— Exercise text —

On Hating School, Loving Education, and Seeking Happiness

Vina Kay

Vina Kay

I’m just like any other parent. I want my children to love learning, to be engaged in the world, to feel comfortable in their own skin. Most of all, I want them to be happy. Sure, we all want our children to get good grades and land paying jobs. We would love for them not to suffer, not to struggle for the basics like food or housing. But really, we just want them to be happy with who they are and to feel valued for just that.

That is why when I came across a video by spoken word artist Suli Breaks on why he hates school but loves education, my heart ached. I ached not just for the occasional hard days I know we all have, but for the hard years that so many students experience in school settings every day. Suli Breaks speaks a truth about what our collective culture has decided to value, regardless of the real experiences of young people hungry to learn and grow.

The Industrial Revolution is long over. That period of efficiently bringing people of all backgrounds to a common level of education and ability – so that they could contribute to a rapidly growing industry-based economy – served its purpose. And that model changed forever the idea of education, opening up education opportunity to children of all socio-economic classes.

Our world and our economy has changed since then.

Sameness is no longer the driving force of productivity. Instead it is innovation. Our children must be prepared to solve problems, to think creatively, to work well with others.

Sameness is also not the driving force of our social capital. Our communities are diverse and that is our strength. We all bring something of value to the table, whether our cultural experiences, our unique perspectives, our struggles, our critiques – if the table will have us.

But American culture and education continues to set the table for a particular set of experiences and values. Standardization, not as in mastery but as in sameness, dominates our education landscape, whether by more and more standardized testing or a standardized common core of learning.

— Record set —
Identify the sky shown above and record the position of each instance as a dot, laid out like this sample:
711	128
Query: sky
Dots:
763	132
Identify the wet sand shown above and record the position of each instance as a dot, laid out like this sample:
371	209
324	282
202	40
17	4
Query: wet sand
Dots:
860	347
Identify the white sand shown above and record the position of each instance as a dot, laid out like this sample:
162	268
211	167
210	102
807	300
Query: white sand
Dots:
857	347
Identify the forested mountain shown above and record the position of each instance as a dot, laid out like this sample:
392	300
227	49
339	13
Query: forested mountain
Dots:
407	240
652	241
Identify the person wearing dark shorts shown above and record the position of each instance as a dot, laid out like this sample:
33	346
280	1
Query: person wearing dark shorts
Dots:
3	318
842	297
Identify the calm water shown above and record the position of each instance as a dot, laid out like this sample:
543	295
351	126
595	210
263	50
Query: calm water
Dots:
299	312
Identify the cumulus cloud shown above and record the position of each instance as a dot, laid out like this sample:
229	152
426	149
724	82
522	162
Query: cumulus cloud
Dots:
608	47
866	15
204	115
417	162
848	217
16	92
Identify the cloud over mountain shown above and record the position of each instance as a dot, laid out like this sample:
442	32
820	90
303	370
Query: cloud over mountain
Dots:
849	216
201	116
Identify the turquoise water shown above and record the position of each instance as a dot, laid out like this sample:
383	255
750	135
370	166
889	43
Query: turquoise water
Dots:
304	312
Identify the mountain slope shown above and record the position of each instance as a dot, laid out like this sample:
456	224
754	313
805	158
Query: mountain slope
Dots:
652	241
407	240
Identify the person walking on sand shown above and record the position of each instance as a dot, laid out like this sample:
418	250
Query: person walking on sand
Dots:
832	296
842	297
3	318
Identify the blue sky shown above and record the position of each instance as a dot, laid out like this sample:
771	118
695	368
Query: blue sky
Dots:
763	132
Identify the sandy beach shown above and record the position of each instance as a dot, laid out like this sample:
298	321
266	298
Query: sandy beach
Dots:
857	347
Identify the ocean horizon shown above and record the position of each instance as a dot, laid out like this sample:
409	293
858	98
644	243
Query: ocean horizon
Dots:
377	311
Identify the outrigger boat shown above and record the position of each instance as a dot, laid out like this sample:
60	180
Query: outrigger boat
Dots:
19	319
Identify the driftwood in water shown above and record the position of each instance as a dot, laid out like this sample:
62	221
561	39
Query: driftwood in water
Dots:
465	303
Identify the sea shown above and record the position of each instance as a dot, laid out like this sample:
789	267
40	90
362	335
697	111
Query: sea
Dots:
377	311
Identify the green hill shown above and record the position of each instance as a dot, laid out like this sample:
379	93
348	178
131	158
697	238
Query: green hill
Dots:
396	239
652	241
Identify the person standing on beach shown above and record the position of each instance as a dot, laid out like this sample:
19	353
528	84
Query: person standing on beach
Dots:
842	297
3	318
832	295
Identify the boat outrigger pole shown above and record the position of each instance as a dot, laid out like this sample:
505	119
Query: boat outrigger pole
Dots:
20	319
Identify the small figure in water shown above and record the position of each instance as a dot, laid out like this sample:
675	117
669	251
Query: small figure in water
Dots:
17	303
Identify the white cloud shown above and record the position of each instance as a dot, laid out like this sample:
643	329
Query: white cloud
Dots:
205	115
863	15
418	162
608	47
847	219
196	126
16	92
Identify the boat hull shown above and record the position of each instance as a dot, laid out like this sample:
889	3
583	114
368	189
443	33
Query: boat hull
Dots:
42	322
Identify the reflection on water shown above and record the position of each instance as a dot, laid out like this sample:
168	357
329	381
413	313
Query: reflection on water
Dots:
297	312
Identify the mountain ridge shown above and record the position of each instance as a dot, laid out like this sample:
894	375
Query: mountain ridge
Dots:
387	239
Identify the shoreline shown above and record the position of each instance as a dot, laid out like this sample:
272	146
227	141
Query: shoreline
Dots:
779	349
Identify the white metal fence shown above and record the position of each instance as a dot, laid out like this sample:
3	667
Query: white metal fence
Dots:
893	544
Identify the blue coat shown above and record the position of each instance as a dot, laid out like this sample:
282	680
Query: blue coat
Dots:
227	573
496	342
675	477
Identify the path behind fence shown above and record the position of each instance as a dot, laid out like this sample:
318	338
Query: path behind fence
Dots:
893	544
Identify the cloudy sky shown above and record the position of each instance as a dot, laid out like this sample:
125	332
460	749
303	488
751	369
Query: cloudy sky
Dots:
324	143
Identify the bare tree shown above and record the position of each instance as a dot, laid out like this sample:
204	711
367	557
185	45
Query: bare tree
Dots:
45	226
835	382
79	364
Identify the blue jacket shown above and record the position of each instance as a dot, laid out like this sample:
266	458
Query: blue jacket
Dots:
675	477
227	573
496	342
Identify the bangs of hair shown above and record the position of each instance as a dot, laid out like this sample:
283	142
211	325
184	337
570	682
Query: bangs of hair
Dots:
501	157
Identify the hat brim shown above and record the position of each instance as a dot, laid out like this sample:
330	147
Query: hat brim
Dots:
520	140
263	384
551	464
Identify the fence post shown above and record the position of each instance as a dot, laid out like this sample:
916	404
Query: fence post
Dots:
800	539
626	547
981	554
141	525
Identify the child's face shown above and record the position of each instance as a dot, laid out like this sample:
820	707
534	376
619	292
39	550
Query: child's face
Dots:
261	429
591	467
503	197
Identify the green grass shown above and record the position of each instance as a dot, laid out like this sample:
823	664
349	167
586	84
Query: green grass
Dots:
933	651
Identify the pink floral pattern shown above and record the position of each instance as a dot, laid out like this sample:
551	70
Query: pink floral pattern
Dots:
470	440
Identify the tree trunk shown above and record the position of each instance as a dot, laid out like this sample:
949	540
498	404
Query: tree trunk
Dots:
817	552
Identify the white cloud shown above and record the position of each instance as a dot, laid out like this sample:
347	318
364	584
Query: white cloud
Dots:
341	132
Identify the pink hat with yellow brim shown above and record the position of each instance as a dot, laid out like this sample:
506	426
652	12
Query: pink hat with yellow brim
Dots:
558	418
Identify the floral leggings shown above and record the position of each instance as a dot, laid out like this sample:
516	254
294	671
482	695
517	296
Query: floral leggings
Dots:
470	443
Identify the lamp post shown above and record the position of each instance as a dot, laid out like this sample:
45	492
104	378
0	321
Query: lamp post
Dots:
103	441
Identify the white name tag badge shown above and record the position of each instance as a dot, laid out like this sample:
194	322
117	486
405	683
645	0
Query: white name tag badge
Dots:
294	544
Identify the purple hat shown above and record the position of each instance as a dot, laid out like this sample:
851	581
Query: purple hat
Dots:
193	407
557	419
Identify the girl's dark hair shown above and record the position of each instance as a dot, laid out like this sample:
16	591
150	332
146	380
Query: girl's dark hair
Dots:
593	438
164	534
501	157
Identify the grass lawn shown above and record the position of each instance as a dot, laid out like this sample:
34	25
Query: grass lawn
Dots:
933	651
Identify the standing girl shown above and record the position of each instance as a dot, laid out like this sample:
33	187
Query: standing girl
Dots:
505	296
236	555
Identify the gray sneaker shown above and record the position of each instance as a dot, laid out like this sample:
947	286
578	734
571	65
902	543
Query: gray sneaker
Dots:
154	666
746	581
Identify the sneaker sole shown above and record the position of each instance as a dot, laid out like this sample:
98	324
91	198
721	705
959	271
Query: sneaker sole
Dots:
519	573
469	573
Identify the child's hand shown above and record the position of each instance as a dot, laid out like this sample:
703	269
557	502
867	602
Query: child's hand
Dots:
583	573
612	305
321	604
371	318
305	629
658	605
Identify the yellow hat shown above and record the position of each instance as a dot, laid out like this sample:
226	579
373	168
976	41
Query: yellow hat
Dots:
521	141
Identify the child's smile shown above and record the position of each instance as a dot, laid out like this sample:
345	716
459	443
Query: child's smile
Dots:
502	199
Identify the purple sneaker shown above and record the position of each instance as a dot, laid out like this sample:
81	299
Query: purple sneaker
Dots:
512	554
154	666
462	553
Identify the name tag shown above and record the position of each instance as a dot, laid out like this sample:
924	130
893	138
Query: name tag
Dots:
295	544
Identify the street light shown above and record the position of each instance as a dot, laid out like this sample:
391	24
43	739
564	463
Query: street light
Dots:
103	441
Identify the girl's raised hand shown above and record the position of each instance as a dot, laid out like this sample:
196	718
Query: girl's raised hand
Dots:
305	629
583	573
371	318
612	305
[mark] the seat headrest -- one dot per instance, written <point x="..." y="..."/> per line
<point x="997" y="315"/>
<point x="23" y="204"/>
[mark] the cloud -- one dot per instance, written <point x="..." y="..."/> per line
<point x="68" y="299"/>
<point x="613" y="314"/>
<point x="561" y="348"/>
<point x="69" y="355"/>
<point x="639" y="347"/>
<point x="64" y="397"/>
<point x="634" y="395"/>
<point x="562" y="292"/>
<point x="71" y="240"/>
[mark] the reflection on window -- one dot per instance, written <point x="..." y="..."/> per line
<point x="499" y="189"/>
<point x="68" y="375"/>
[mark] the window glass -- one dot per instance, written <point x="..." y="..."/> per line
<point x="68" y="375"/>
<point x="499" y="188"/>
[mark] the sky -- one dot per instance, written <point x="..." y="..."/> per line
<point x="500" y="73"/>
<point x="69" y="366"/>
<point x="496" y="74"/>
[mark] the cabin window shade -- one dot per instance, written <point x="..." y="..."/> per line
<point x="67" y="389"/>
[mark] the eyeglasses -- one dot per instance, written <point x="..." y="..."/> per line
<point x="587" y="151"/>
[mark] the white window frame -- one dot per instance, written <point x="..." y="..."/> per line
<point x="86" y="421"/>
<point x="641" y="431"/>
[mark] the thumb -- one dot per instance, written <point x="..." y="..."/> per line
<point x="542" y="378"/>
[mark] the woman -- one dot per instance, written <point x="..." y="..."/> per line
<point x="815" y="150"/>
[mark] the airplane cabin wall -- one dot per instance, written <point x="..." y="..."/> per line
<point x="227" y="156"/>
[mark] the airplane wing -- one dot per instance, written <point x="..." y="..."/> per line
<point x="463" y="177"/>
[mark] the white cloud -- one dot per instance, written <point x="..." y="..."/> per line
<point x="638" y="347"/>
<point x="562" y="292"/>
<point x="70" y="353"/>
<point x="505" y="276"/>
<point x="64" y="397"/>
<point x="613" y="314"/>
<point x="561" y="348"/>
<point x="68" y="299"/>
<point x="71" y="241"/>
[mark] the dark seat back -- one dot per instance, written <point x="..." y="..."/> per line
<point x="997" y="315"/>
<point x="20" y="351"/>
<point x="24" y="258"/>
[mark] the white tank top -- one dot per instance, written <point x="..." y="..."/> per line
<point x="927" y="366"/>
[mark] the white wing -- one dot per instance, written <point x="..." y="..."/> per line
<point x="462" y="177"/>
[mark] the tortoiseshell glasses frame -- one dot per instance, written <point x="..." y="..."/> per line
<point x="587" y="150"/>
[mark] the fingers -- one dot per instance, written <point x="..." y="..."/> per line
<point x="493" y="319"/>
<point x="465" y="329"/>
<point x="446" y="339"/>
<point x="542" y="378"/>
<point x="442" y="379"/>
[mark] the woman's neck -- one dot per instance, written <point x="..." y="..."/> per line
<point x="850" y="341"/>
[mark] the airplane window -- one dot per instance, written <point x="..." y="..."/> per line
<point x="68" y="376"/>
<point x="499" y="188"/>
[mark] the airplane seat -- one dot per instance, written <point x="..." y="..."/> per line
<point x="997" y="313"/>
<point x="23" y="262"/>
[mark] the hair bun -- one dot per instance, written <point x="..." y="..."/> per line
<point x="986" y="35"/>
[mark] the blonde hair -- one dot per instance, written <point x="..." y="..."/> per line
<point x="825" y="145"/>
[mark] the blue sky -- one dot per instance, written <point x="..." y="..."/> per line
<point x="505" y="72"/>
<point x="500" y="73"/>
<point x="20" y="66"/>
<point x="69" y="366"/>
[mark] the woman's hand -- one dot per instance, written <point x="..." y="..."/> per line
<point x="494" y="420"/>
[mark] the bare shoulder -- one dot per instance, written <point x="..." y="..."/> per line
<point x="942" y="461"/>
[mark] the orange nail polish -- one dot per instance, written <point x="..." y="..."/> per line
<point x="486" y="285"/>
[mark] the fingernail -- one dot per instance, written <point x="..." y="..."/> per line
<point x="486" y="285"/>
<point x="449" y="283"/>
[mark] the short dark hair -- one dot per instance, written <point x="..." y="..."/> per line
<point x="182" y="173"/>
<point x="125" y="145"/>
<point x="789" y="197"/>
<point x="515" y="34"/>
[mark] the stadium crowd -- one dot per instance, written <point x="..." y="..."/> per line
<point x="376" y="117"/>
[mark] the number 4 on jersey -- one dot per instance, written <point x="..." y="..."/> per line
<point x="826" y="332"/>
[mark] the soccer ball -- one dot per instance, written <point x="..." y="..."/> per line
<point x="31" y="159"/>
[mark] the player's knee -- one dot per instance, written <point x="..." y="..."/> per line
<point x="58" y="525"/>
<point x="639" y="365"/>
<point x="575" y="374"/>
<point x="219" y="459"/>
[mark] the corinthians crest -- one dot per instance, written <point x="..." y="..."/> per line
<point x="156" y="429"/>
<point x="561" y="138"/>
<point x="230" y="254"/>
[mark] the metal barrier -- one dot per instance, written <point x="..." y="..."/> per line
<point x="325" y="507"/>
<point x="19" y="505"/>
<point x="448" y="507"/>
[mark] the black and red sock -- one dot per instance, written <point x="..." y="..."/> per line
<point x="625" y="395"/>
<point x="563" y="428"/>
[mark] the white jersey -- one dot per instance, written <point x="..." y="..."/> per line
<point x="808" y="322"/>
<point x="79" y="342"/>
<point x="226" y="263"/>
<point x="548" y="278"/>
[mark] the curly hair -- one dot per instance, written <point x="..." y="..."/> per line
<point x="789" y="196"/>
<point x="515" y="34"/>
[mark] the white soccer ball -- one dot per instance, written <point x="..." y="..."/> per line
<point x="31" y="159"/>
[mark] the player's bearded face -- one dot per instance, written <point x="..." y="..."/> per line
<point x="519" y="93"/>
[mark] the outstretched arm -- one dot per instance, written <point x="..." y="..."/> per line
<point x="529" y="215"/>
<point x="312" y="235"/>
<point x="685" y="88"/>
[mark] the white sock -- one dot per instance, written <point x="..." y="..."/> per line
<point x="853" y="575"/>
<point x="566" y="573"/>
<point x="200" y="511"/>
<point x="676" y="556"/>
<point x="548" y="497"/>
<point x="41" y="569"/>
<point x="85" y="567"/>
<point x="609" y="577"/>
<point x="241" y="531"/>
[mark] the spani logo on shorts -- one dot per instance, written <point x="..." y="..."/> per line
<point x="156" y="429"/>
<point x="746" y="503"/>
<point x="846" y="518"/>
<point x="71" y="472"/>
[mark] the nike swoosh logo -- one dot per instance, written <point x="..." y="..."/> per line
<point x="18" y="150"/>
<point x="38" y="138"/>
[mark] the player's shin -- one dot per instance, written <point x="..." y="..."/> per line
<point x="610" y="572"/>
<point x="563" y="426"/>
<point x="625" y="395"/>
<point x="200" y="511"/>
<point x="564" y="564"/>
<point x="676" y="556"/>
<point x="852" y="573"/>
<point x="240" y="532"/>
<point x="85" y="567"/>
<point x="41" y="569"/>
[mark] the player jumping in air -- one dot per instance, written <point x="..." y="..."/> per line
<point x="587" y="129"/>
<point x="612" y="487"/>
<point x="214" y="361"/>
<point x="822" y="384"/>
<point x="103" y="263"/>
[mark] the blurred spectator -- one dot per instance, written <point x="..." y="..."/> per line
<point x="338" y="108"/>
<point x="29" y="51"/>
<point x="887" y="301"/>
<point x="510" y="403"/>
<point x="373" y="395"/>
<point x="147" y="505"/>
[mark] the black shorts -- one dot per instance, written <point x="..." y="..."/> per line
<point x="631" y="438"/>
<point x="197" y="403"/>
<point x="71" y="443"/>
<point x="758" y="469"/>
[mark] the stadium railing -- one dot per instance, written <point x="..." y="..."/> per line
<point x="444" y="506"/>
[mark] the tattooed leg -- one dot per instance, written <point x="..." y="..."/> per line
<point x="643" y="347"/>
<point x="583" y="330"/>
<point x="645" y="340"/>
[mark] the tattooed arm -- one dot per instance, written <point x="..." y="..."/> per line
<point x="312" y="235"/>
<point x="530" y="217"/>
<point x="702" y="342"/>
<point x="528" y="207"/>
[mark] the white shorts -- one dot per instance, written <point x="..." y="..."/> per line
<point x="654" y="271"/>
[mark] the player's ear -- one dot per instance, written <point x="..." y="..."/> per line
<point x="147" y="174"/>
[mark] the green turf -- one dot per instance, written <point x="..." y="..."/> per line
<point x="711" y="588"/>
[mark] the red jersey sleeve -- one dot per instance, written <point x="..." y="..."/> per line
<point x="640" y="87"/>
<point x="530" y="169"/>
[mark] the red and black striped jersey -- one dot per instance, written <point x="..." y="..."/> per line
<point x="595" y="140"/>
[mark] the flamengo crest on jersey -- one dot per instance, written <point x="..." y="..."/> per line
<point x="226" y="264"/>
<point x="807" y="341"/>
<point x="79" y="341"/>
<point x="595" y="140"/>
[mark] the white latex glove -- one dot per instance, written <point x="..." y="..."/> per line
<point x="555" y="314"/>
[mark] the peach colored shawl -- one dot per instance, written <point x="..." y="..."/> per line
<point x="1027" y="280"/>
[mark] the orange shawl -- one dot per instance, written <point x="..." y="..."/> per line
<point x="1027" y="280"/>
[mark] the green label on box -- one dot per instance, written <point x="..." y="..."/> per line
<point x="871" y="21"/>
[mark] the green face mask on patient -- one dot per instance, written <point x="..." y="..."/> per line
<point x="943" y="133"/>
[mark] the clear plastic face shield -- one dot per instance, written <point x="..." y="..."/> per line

— What to work on —
**1.** Could you copy the essay on hating school and loving education word for word, from "Sameness is no" to "well with others."?
**2.** Can you carry the essay on hating school and loving education further, picking up after its final sentence?

— Responses per task —
**1.**
Sameness is no longer the driving force of productivity. Instead it is innovation. Our children must be prepared to solve problems, to think creatively, to work well with others.

**2.**
What if children did not so readily go into the system one way and come out all the same on the other end? What if who they are as individuals affects how they learn? What if the system of education we offer them is not nimble enough to respond to their differences? Worst of all, what if, instead of broadening their worlds through education, we are narrowing their experiences and sense of possibility?

I have turned again and again to a video by Sir Kenneth Robinson that calls for a change in our education paradigm. It condenses into just a few minutes what schools have become and why they are not working for so many children.

There is a contradiction in our quest for standardization. Our method of seeking it does not increase the chances of all children achieving their highest potential, which should be our ultimate standard. Instead, as Sir Robinson expresses, our method assumes that children learn in the same way, at the same pace, at the same age. In seeking this standard, we separate students from their own and each other’s experiences. The standard, then, becomes something abstract and outside of who young people are, either individually or in community.

“We all have different abilities, thought processes, and genes. Why is a class full of individuals tested by the same means?”       — Suli Breaks

There is something about that happiness I seek for my children, that we all seek for ourselves, too. We seek it now. Not just in a distant future when all that we are taking in will finally pay off. But now, whether our day is at school or at work. If we don’t focus on making schools and communities inclusive of our experiences, we will lose our most valuable assets. Who our children are and how they see the world is a part of the good mix that makes us all better.

Something needs to change, and it is not the children.